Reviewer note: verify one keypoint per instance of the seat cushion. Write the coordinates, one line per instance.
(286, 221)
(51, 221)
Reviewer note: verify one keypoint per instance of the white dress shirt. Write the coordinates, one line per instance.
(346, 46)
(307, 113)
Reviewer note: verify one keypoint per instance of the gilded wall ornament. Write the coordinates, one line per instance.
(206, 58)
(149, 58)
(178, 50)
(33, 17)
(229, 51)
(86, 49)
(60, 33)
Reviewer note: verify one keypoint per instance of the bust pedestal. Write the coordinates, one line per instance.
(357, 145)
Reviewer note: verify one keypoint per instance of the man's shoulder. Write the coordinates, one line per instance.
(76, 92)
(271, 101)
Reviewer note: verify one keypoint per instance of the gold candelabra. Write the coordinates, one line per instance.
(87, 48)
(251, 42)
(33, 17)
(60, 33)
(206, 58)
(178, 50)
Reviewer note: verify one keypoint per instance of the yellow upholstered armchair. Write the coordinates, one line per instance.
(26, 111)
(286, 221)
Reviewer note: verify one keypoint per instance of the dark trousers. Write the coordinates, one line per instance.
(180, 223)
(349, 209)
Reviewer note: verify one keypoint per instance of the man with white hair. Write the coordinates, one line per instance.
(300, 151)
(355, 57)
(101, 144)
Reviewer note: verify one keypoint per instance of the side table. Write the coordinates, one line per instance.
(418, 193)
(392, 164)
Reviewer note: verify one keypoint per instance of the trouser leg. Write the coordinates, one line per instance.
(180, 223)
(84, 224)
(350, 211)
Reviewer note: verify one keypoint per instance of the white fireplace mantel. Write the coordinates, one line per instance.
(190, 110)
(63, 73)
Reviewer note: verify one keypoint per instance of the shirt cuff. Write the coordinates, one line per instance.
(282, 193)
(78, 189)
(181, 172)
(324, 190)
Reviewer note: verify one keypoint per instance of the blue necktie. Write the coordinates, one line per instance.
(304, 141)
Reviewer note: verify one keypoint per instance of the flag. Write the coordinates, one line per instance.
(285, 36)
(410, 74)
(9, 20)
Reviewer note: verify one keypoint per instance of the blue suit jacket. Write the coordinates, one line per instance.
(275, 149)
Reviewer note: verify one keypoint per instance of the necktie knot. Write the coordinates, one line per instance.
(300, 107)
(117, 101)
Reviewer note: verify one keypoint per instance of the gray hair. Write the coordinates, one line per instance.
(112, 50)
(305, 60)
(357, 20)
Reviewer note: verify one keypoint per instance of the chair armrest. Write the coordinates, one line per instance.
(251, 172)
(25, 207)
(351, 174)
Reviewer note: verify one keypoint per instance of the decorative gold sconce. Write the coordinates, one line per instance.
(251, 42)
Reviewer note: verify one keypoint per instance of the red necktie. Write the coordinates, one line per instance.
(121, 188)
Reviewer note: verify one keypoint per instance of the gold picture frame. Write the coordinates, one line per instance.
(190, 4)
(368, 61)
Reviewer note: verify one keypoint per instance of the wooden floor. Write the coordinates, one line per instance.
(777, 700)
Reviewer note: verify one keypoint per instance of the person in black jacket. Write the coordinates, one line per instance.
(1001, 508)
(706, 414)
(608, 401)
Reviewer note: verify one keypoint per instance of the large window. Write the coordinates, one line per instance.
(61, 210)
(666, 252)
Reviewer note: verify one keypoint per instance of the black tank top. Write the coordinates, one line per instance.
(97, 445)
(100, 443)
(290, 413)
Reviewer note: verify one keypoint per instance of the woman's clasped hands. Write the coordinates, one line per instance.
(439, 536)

### Exercise directions
Rewrite every line above as a JSON list of strings, one string per line, leaving out any blank lines.

### Solution below
[
  "Reviewer note: verify one keypoint per instance of the seat cushion. Write the coordinates, one line per instance.",
  "(286, 221)",
  "(51, 221)",
  "Reviewer note: verify one keypoint per instance of the white dress shirt. Write the coordinates, one line per instance.",
  "(346, 46)",
  "(307, 113)",
  "Reviewer note: verify one keypoint per instance of the gilded wall ornament. Write the coordinates, one line per instance.",
  "(206, 58)",
  "(149, 58)",
  "(178, 50)",
  "(33, 17)",
  "(229, 51)",
  "(86, 49)",
  "(60, 33)",
  "Reviewer note: verify one keypoint per instance of the bust pedestal. Write the coordinates, one line per instance.",
  "(357, 145)",
  "Reviewer note: verify one keypoint per instance of the man's shoulder. Write the coordinates, one line per instance.",
  "(76, 92)",
  "(271, 101)",
  "Reviewer note: verify one keypoint per instance of the gold candelabra. Write the coordinates, one line per instance.",
  "(87, 48)",
  "(251, 42)",
  "(33, 17)",
  "(60, 33)",
  "(206, 58)",
  "(178, 50)",
  "Reviewer note: verify one keypoint per instance of the yellow upholstered armchair. Write the coordinates, one line per instance.",
  "(26, 111)",
  "(286, 221)",
  "Reviewer note: verify one keypoint per instance of the dark trousers. Write the coordinates, one line per instance.",
  "(180, 223)",
  "(349, 209)",
  "Reviewer note: verify one keypoint per instance of the man with white hair. Write the coordinates, one line per instance.",
  "(300, 151)",
  "(355, 57)",
  "(101, 144)",
  "Reviewer note: verify one keypoint per instance of the side table. Write the coordinates, one line per instance.",
  "(418, 193)",
  "(392, 164)",
  "Reviewer note: verify one keypoint per instance of the trouser leg. Write the coordinates, one line per instance.",
  "(180, 223)",
  "(84, 224)",
  "(350, 211)",
  "Reviewer note: verify one keypoint per instance of the white fireplace mantel. Write the coordinates, one line per instance.",
  "(190, 110)",
  "(63, 73)",
  "Reviewer note: verify one keypoint per instance of the shirt cuff. Write the coordinates, one line per instance.",
  "(282, 193)",
  "(78, 189)",
  "(181, 172)",
  "(324, 190)",
  "Reviewer note: verify one keypoint per instance of the blue necktie. Write the coordinates, one line per instance.",
  "(304, 141)",
  "Reviewer note: verify one keypoint per instance of the flag. Write the coordinates, one line per instance.",
  "(285, 36)",
  "(410, 74)",
  "(9, 20)",
  "Reviewer note: verify one keypoint per instance of the blue suit jacket. Write the coordinates, one line per instance.",
  "(275, 149)",
  "Reviewer note: verify one keypoint per instance of the necktie knot. Write the coordinates, one line per instance.",
  "(300, 107)",
  "(117, 101)",
  "Reviewer note: verify one keypoint per instance of the gray hair. Write the coordinates, one line per instance.",
  "(112, 50)",
  "(305, 60)",
  "(357, 20)",
  "Reviewer note: verify one keypoint per instance of the chair armrest. Write the coordinates, one line per instance.",
  "(251, 172)",
  "(25, 207)",
  "(351, 174)",
  "Reviewer note: verify one keypoint per instance of the decorative gold sconce. Write the coordinates, one line per instance.",
  "(251, 42)",
  "Reviewer note: verify one keypoint per instance of the red necktie. Write the coordinates, one line per instance.",
  "(121, 188)",
  "Reviewer note: verify one keypoint per instance of the gold picture frame. Write the coordinates, one line per instance.",
  "(190, 4)",
  "(368, 61)",
  "Reviewer note: verify one keypoint per instance of the wooden floor. Write the coordinates, one line per instance.",
  "(777, 700)",
  "Reviewer note: verify one keypoint per instance of the person in black jacket. Write the coordinates, one line per instance.",
  "(1001, 508)",
  "(706, 414)",
  "(608, 401)",
  "Reviewer note: verify one keypoint per instance of the large window. Write the coordinates, one line per instance.",
  "(61, 210)",
  "(666, 252)",
  "Reviewer note: verify one keypoint per instance of the black tank top. Write the coordinates, one line per instance.",
  "(97, 445)",
  "(100, 443)",
  "(290, 413)",
  "Reviewer note: verify one keypoint per instance of the woman's clasped hands. Write the coordinates, one line per instance.",
  "(439, 536)"
]